後に示すユーザ定義変換演算子についての文章のうち、「ユーザ定義変換演算子の戻り値型について」から「ックオーバーフローで落ちる。」までの部分を、両端も含めて一字一句変えずに書き写してください。

**抜粋:**
────────────────────

ユーザ定義変換演算子の戻り値型について
どうやらC++の変換演算子(operator ClassName())は、コンパイル時に戻り値の型をチェックしないっぽい。
例えば、
//BからAへの暗黙の型変換 struct A { }; struct B { operator A() { return A(); } }; int main() { A a; B b; a = b; }
上のコードは普通の暗黙変換。
ここで、例えば下のように間違ってoperator A()でB型を返してしまうと
struct A { }; struct B { operator A() { //Aへの変換演算子がBを返す return B(); } }; int main() { A a; B b; a = b; }
とすると、普通にコンパイルが通って実行時にB::operator A()がBを返し、
再帰的にB::operator A()を呼び出しまくるので、スタックオーバーフローで落ちる。
ちなみに、
struct A { }; struct C { }; struct B { operator A() { return C(); } }; int main() { A a; B b; a = b; }
とかすると、ちゃんとコンパイル時にa=bは変換できないよ!ってエラー吐いてくれる。
とりあえずこの仕様を使って、2つ以上のクラスを経由した暗黙の型変換をやってみた。

────────────────────

**記録の抜粋:**
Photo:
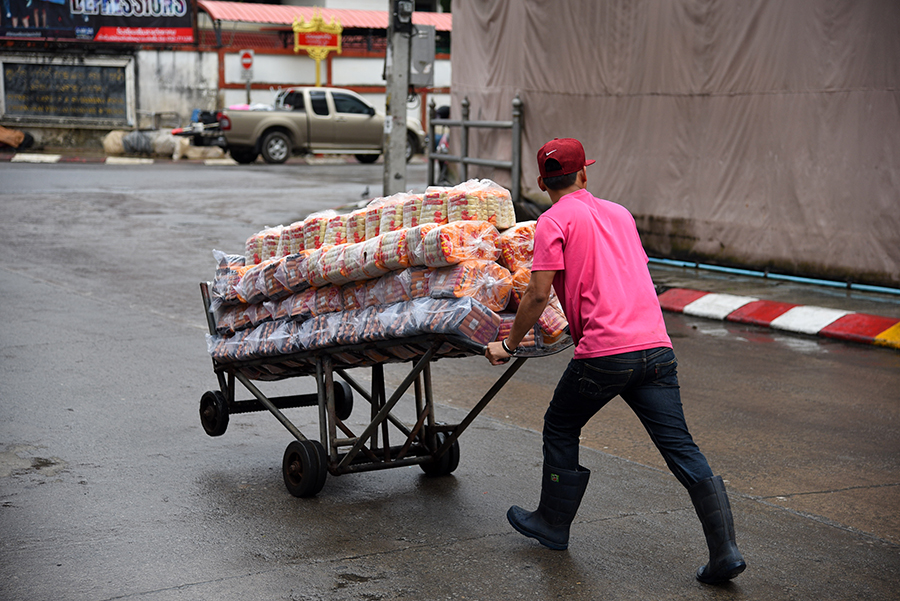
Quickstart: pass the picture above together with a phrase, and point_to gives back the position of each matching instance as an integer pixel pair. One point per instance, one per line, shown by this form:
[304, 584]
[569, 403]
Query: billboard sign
[119, 21]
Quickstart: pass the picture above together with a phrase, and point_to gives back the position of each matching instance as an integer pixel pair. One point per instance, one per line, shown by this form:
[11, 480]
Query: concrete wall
[174, 83]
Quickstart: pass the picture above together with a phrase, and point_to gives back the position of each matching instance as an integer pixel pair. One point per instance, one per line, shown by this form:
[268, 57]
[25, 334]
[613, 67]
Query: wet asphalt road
[109, 489]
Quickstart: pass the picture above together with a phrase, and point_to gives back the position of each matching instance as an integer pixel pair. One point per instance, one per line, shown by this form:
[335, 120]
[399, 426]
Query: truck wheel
[276, 147]
[244, 156]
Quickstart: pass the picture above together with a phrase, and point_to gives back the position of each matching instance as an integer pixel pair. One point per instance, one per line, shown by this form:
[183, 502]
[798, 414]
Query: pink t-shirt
[602, 278]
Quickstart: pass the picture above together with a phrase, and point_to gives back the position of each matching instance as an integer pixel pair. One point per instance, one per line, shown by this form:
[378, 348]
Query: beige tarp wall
[763, 133]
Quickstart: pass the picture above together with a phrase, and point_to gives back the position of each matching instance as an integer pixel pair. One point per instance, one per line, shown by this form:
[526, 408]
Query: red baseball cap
[568, 152]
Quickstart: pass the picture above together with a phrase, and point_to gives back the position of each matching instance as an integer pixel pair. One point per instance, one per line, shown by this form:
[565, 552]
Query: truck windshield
[345, 103]
[294, 101]
[318, 102]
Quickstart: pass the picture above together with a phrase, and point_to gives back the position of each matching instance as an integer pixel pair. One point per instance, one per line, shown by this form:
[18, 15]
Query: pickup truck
[304, 120]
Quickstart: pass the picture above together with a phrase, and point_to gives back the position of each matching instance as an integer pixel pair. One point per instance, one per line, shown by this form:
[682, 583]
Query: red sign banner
[146, 35]
[317, 38]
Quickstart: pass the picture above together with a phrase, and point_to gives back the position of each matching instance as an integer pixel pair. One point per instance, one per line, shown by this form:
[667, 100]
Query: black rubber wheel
[276, 147]
[322, 460]
[343, 400]
[244, 156]
[447, 462]
[412, 145]
[214, 412]
[301, 469]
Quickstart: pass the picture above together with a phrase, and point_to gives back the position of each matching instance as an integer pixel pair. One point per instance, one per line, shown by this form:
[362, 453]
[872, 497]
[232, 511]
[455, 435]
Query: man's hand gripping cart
[432, 445]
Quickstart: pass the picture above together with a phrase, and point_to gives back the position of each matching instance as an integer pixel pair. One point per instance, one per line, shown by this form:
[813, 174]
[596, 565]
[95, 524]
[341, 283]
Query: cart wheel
[343, 401]
[214, 412]
[322, 460]
[301, 469]
[447, 462]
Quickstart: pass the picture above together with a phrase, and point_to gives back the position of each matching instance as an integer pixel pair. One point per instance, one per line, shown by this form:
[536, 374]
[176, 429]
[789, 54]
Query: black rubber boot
[561, 493]
[714, 511]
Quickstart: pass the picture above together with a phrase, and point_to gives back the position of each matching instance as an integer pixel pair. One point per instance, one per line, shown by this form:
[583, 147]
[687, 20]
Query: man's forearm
[530, 309]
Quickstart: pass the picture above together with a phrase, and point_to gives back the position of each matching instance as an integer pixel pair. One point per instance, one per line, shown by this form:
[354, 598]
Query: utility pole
[397, 76]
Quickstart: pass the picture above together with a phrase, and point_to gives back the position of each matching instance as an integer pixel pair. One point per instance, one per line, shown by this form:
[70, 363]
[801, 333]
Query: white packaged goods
[406, 265]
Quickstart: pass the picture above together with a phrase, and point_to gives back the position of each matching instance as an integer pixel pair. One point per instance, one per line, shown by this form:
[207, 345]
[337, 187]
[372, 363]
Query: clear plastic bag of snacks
[485, 281]
[461, 241]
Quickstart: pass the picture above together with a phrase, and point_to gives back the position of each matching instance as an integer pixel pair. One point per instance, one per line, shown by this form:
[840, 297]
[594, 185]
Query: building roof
[349, 19]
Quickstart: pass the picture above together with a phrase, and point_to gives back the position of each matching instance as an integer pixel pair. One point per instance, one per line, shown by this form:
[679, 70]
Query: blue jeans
[648, 382]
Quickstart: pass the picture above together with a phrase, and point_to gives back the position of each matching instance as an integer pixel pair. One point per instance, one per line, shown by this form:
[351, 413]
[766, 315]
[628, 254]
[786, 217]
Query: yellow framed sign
[318, 38]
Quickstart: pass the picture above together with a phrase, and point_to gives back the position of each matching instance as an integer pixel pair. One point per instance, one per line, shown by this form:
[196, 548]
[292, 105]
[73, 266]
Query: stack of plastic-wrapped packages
[450, 261]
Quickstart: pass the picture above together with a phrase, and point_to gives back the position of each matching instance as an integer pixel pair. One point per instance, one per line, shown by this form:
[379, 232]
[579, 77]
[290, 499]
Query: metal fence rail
[463, 158]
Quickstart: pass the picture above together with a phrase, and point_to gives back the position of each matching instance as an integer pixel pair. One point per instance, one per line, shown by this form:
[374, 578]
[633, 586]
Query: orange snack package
[460, 241]
[485, 281]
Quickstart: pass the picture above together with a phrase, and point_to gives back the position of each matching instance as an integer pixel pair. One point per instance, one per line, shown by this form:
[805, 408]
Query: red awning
[349, 19]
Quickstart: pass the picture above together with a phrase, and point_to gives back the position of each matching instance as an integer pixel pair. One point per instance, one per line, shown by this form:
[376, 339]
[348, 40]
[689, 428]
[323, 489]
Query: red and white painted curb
[803, 319]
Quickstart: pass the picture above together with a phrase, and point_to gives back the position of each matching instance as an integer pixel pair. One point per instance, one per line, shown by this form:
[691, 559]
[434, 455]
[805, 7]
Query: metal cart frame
[432, 445]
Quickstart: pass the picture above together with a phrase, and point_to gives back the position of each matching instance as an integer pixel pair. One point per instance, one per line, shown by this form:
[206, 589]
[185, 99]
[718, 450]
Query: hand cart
[432, 445]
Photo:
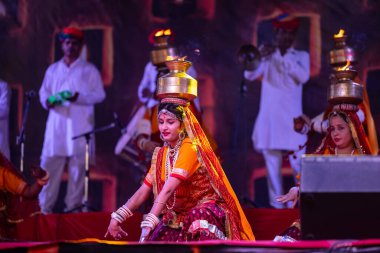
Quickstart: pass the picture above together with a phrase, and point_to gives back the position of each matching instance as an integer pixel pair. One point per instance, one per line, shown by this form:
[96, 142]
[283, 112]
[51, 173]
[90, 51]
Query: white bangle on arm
[122, 214]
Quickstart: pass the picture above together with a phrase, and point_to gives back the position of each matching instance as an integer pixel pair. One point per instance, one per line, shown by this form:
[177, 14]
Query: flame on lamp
[345, 67]
[175, 58]
[340, 34]
[160, 33]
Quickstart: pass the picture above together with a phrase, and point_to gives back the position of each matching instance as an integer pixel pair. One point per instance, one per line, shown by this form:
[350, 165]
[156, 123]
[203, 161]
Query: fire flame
[175, 58]
[160, 33]
[340, 34]
[171, 58]
[345, 67]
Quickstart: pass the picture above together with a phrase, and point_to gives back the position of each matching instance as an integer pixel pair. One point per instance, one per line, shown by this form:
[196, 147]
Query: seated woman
[191, 191]
[345, 136]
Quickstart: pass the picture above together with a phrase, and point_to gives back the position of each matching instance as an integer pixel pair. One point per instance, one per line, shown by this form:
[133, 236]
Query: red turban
[71, 32]
[285, 21]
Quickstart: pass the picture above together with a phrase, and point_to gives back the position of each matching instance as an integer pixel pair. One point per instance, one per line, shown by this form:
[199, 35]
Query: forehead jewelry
[168, 113]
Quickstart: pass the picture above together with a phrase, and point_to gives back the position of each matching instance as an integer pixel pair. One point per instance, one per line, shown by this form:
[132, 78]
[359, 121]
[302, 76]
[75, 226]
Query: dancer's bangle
[43, 181]
[150, 221]
[122, 214]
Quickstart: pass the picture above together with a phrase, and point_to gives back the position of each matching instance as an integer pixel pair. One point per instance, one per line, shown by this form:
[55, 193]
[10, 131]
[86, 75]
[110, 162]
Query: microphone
[118, 123]
[30, 93]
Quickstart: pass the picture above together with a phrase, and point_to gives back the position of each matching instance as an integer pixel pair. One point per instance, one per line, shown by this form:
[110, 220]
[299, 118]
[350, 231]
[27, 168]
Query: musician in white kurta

────────────────────

**課題の解答:**
ユーザ定義変換演算子の戻り値型について
どうやらC++の変換演算子(operator ClassName())は、コンパイル時に戻り値の型をチェックしないっぽい。
例えば、
//BからAへの暗黙の型変換 struct A { }; struct B { operator A() { return A(); } }; int main() { A a; B b; a = b; }
上のコードは普通の暗黙変換。
ここで、例えば下のように間違ってoperator A()でB型を返してしまうと
struct A { }; struct B { operator A() { //Aへの変換演算子がBを返す return B(); } }; int main() { A a; B b; a = b; }
とすると、普通にコンパイルが通って実行時にB::operator A()がBを返し、
再帰的にB::operator A()を呼び出しまくるので、スタックオーバーフローで落ちる。